Count the lines of the records below that contain the word "white", treating case as significant. Reply with the number alone.

───── Stored rows

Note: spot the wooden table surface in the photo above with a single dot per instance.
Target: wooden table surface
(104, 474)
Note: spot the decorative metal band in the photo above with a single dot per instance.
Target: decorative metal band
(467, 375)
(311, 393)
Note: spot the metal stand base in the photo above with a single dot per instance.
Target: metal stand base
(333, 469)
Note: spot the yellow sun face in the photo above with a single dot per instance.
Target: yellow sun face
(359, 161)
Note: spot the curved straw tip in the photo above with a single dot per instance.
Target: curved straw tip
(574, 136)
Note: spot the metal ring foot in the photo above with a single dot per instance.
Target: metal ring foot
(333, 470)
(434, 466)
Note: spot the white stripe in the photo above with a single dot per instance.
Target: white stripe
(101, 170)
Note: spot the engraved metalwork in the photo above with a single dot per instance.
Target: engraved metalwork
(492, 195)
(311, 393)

──────────
───── Stored rows

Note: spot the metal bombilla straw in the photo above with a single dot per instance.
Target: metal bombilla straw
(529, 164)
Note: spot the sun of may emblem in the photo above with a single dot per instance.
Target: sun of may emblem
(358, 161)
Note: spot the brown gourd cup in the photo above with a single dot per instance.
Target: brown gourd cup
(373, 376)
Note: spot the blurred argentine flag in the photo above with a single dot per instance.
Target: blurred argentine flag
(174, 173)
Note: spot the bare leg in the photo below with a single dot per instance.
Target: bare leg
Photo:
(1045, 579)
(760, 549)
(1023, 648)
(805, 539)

──────────
───── Stored rows

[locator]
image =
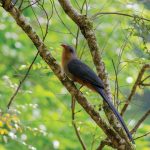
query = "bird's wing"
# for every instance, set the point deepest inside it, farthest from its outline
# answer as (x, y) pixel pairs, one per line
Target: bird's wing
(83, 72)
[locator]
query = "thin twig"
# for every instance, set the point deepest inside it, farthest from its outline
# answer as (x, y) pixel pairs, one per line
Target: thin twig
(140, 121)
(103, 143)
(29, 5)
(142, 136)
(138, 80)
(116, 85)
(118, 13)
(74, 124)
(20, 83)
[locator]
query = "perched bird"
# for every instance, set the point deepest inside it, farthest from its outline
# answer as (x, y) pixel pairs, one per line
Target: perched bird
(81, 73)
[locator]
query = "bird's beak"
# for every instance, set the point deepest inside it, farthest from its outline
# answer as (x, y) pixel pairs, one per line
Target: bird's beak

──────────

## Solution for this task
2